* _Source document_:
The Drunkard (), is a 1950 Greek drama film written and directed by George Tzavellas. It was the highest grossing Greek film in 1950, selling 304,438 tickets.

Plot
Haralambos Lardis (Orestis Makris) is a poor cobbler in Plaka who has become a drunkard and the laughing stock of his neighborhood after the death of his son during the Greco-Italian War. His daughter, Anna, (Billy Konstantopoulou) falls in love with the son of her boss Alec Bakas (Dimitris Horn) and they plan to marry. Her father attempts to overcome his addiction not wanting to embarrass himself in front of the rich family of his future son-in-law, but gets drunk before meeting the Bakas family. Realizing that he is an obstacle to his daughter's happiness, he commits suicide bringing the two families closer.

* _Data rows_:

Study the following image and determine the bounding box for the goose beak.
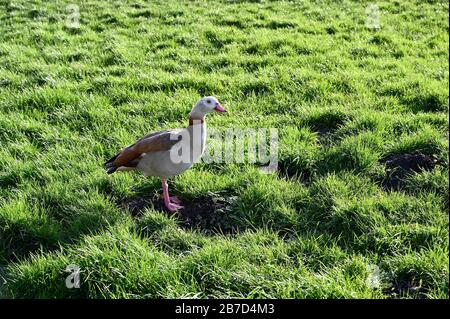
[214,103,227,113]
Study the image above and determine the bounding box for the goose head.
[189,96,226,119]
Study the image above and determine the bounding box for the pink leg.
[161,179,183,212]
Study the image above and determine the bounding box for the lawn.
[0,0,449,298]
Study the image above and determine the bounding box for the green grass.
[0,0,449,298]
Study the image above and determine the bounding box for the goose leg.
[161,179,183,212]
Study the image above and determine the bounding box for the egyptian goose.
[105,96,226,212]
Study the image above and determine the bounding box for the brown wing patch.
[113,131,181,166]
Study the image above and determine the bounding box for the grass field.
[0,0,449,298]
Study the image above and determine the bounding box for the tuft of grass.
[0,0,449,298]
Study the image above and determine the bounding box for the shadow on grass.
[118,194,238,235]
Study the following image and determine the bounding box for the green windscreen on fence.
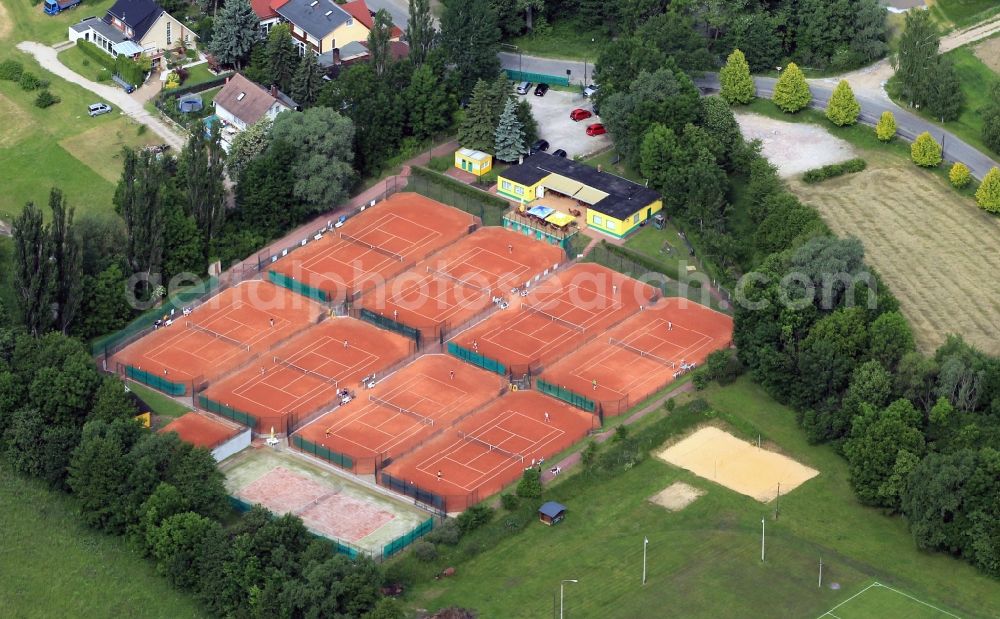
[292,435,354,470]
[267,271,330,303]
[382,518,434,559]
[507,69,569,86]
[448,342,507,376]
[198,395,257,428]
[125,365,187,396]
[358,307,420,346]
[535,378,597,413]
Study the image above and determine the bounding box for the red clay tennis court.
[360,227,563,336]
[198,317,415,432]
[452,263,659,374]
[295,355,505,474]
[159,412,244,449]
[269,192,475,300]
[383,391,596,512]
[112,280,324,395]
[539,297,733,415]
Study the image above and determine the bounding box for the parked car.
[87,103,111,116]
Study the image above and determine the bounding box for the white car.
[87,103,111,116]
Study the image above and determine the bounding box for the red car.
[587,123,607,136]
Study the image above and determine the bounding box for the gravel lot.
[514,87,611,158]
[736,114,854,178]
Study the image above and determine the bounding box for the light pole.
[559,578,580,619]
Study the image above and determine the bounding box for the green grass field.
[0,467,205,619]
[408,378,1000,618]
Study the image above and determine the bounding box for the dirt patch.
[658,427,819,503]
[0,92,34,148]
[736,114,855,178]
[972,38,1000,73]
[792,161,1000,355]
[649,481,705,512]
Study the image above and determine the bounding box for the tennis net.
[521,303,585,333]
[608,337,674,367]
[340,232,403,262]
[458,430,524,463]
[427,267,490,295]
[274,357,340,387]
[187,320,250,352]
[368,395,434,426]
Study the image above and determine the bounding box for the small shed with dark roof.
[538,501,566,526]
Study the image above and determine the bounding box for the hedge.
[802,158,868,184]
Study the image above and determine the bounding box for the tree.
[458,80,496,152]
[771,62,812,114]
[292,48,323,108]
[892,11,940,105]
[208,0,260,69]
[49,187,83,333]
[719,49,757,105]
[226,116,272,180]
[976,168,1000,213]
[406,0,434,66]
[948,161,972,189]
[910,131,941,168]
[368,9,392,77]
[181,125,226,258]
[272,107,354,212]
[494,98,525,162]
[11,202,55,337]
[875,110,896,142]
[826,80,861,127]
[403,64,452,141]
[441,0,500,93]
[924,56,965,122]
[264,24,300,92]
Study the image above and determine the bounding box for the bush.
[948,162,972,189]
[35,90,61,108]
[802,158,868,184]
[455,503,493,535]
[17,71,49,91]
[0,60,24,82]
[500,493,521,512]
[514,467,542,499]
[413,539,437,563]
[426,518,462,546]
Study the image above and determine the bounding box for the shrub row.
[802,158,868,183]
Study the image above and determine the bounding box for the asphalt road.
[500,52,1000,179]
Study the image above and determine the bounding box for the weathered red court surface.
[359,227,564,336]
[452,263,659,374]
[540,297,733,415]
[159,412,245,449]
[203,317,415,432]
[112,280,324,383]
[268,192,475,300]
[296,355,506,474]
[384,391,597,512]
[239,466,395,542]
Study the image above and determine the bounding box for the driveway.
[514,90,611,158]
[17,41,187,152]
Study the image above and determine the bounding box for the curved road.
[499,52,1000,179]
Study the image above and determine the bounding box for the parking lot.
[514,85,611,158]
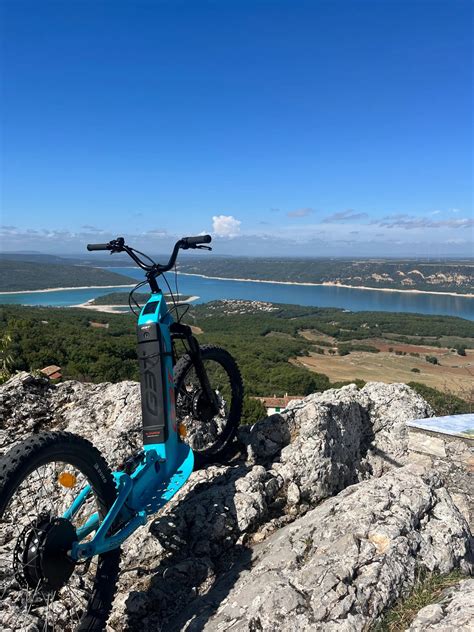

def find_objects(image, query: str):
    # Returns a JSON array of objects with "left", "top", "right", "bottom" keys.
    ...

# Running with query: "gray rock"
[
  {"left": 407, "top": 579, "right": 474, "bottom": 632},
  {"left": 173, "top": 466, "right": 472, "bottom": 632}
]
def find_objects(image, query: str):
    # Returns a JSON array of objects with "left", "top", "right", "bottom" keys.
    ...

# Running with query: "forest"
[
  {"left": 0, "top": 301, "right": 474, "bottom": 420},
  {"left": 179, "top": 257, "right": 474, "bottom": 294}
]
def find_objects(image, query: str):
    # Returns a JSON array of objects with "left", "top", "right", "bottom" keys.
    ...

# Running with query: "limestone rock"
[
  {"left": 0, "top": 374, "right": 471, "bottom": 632},
  {"left": 408, "top": 579, "right": 474, "bottom": 632}
]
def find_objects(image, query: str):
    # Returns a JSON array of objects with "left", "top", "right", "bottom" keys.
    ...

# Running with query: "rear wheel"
[
  {"left": 174, "top": 345, "right": 243, "bottom": 467},
  {"left": 0, "top": 432, "right": 120, "bottom": 632}
]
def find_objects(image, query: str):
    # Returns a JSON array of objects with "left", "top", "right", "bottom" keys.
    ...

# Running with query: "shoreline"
[
  {"left": 0, "top": 274, "right": 474, "bottom": 298},
  {"left": 73, "top": 296, "right": 200, "bottom": 314},
  {"left": 178, "top": 271, "right": 474, "bottom": 298},
  {"left": 0, "top": 283, "right": 136, "bottom": 295}
]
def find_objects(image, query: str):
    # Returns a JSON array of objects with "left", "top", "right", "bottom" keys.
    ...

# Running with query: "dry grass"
[
  {"left": 290, "top": 340, "right": 474, "bottom": 397},
  {"left": 372, "top": 571, "right": 465, "bottom": 632}
]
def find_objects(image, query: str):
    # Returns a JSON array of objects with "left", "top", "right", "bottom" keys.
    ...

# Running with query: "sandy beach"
[
  {"left": 178, "top": 271, "right": 474, "bottom": 298},
  {"left": 71, "top": 296, "right": 199, "bottom": 314},
  {"left": 0, "top": 271, "right": 474, "bottom": 298},
  {"left": 0, "top": 283, "right": 136, "bottom": 294}
]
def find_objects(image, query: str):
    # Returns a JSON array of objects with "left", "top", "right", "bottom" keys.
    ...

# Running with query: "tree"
[{"left": 0, "top": 332, "right": 13, "bottom": 384}]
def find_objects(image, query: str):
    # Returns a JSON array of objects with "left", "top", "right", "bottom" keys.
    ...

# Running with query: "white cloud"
[{"left": 212, "top": 215, "right": 242, "bottom": 237}]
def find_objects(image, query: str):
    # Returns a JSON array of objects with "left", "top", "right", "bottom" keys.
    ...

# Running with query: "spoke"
[{"left": 0, "top": 461, "right": 103, "bottom": 632}]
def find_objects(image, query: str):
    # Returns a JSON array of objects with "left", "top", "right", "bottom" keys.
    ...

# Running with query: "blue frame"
[{"left": 67, "top": 290, "right": 194, "bottom": 560}]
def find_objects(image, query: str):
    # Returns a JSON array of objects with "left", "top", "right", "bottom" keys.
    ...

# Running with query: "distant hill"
[
  {"left": 178, "top": 257, "right": 474, "bottom": 294},
  {"left": 0, "top": 255, "right": 136, "bottom": 292},
  {"left": 0, "top": 252, "right": 71, "bottom": 264}
]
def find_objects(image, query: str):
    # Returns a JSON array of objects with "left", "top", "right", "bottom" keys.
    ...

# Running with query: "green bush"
[{"left": 408, "top": 382, "right": 472, "bottom": 415}]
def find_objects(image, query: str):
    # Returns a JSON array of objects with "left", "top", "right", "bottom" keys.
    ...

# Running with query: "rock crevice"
[{"left": 0, "top": 374, "right": 472, "bottom": 632}]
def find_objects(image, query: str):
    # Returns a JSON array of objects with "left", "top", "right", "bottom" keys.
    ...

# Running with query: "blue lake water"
[{"left": 0, "top": 268, "right": 474, "bottom": 320}]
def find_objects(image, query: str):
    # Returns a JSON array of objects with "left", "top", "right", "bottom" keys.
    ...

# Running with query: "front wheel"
[
  {"left": 0, "top": 432, "right": 120, "bottom": 632},
  {"left": 174, "top": 345, "right": 243, "bottom": 467}
]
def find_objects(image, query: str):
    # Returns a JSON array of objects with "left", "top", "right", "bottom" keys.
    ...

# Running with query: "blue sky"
[{"left": 0, "top": 0, "right": 473, "bottom": 256}]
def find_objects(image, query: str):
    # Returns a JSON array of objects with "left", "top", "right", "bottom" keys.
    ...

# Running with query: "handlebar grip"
[
  {"left": 181, "top": 235, "right": 212, "bottom": 248},
  {"left": 87, "top": 244, "right": 110, "bottom": 250}
]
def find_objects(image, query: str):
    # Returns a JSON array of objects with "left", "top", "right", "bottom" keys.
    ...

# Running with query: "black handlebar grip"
[
  {"left": 87, "top": 244, "right": 110, "bottom": 250},
  {"left": 181, "top": 235, "right": 212, "bottom": 248}
]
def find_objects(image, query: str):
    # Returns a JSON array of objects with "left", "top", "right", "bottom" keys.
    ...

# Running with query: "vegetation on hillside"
[
  {"left": 0, "top": 259, "right": 136, "bottom": 292},
  {"left": 0, "top": 301, "right": 474, "bottom": 420}
]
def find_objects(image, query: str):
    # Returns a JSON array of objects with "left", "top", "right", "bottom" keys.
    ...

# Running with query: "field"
[
  {"left": 291, "top": 332, "right": 474, "bottom": 396},
  {"left": 0, "top": 300, "right": 474, "bottom": 421}
]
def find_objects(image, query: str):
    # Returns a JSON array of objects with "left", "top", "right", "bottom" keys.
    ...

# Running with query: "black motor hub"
[{"left": 14, "top": 516, "right": 77, "bottom": 591}]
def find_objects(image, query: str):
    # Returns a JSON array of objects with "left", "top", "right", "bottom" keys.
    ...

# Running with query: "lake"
[{"left": 0, "top": 268, "right": 474, "bottom": 320}]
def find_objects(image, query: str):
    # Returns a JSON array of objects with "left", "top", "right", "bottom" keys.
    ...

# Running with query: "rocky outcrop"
[
  {"left": 408, "top": 579, "right": 474, "bottom": 632},
  {"left": 0, "top": 374, "right": 471, "bottom": 632}
]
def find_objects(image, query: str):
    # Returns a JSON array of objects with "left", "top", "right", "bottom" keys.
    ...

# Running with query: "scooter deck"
[{"left": 143, "top": 443, "right": 194, "bottom": 515}]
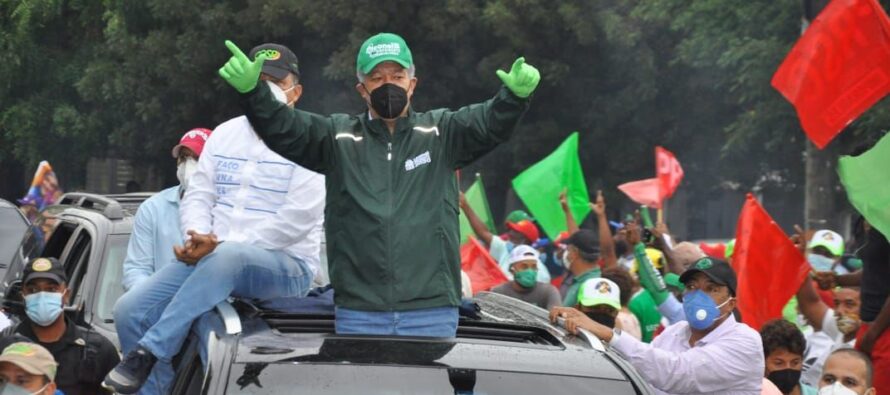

* _Given problem A_: Translate this sentence from the film summary into Spanish: "It was the highest grossing Greek film in 1950, selling 304,438 tickets."
* _Given problem B_: Rewrite part of the film summary with "earning" in place of "grossing". Begin at the words "The Drunkard (), is" and stop after "selling 304,438 tickets.".
* _Given problem C_: According to the film summary, how many tickets did the film sell?

* _Exercise answer A_: Fue la película griega más taquillera de 1950, con 304.438 entradas vendidas.

* _Exercise answer B_:
The Drunkard (), is a 1950 Greek drama film written and directed by George Tzavellas. It was the highest earning Greek film in 1950, selling 304,438 tickets.

* _Exercise answer C_: 304,438 tickets.